**Source listing**
+-------+

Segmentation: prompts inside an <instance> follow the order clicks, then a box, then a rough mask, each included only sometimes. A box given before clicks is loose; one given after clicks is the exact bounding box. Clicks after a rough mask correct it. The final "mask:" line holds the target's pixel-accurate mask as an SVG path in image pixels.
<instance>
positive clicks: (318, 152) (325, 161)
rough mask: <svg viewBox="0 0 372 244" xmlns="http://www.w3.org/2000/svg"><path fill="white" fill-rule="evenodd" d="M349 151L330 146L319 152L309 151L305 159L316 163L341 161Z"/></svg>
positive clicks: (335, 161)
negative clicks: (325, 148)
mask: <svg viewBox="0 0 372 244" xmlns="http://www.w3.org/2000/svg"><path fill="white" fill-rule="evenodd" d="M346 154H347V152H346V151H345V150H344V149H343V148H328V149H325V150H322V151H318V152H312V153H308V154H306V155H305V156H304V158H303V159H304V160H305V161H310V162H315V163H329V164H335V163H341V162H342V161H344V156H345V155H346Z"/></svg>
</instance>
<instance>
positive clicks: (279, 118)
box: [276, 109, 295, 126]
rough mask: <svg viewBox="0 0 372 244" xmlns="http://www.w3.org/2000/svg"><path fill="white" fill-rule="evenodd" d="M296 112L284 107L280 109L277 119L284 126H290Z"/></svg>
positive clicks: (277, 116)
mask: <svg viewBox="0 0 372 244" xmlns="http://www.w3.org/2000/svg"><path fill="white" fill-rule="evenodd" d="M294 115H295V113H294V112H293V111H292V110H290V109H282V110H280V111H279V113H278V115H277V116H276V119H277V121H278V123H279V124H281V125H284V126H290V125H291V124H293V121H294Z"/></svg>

+-------+

Put every line of the listing above into a Markdown table with two columns, "Row" for the row number and "Line" for the line itself. Omit blank lines.

**Solution**
| Row | Line |
|---|---|
| 1 | Segmentation: prompts inside an <instance> follow the order clicks, then a box, then a rough mask, each included only sometimes. A box given before clicks is loose; one given after clicks is the exact bounding box. Clicks after a rough mask correct it. The final "mask:" line holds the target's pixel-accurate mask as an SVG path in image pixels. |
| 2 | <instance> |
| 3 | positive clicks: (318, 152) (325, 161) |
| 4 | rough mask: <svg viewBox="0 0 372 244" xmlns="http://www.w3.org/2000/svg"><path fill="white" fill-rule="evenodd" d="M349 151L330 146L319 152L309 151L305 159L316 163L341 161Z"/></svg> |
| 5 | positive clicks: (335, 161) |
| 6 | negative clicks: (325, 148) |
| 7 | mask: <svg viewBox="0 0 372 244" xmlns="http://www.w3.org/2000/svg"><path fill="white" fill-rule="evenodd" d="M346 154H347V152H346V151H345V150H344V149H343V148H328V149H325V150H322V151H318V152H312V153H308V154H306V155H305V156H304V158H303V159H304V160H305V161H310V162H315V163H329V164H335V163H341V162H342V161H344V156H345V155H346Z"/></svg> |
| 8 | </instance> |
| 9 | <instance> |
| 10 | positive clicks: (279, 118) |
| 11 | box: [276, 109, 295, 126] |
| 12 | rough mask: <svg viewBox="0 0 372 244" xmlns="http://www.w3.org/2000/svg"><path fill="white" fill-rule="evenodd" d="M296 112L284 107L280 109L277 119L284 126H290Z"/></svg> |
| 13 | positive clicks: (277, 116) |
| 14 | mask: <svg viewBox="0 0 372 244" xmlns="http://www.w3.org/2000/svg"><path fill="white" fill-rule="evenodd" d="M294 115H295V113H294V112H293V111H292V110H290V109H282V110H280V111H279V113H278V115H277V116H276V119H277V121H278V123H279V124H281V125H284V126H290V125H291V124H293V121H294Z"/></svg> |